◆ **To be done**
Write out each line of the listing below exactly as it appears.

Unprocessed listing
==============================
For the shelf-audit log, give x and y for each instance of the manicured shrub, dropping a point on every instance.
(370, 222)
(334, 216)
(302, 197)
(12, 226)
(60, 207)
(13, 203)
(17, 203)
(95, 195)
==============================
◆ **Final answer**
For the shelf-audit log, give x and y for each instance of the manicured shrub, dropping a point on every instance.
(370, 222)
(334, 216)
(302, 197)
(12, 226)
(60, 207)
(13, 203)
(17, 203)
(95, 195)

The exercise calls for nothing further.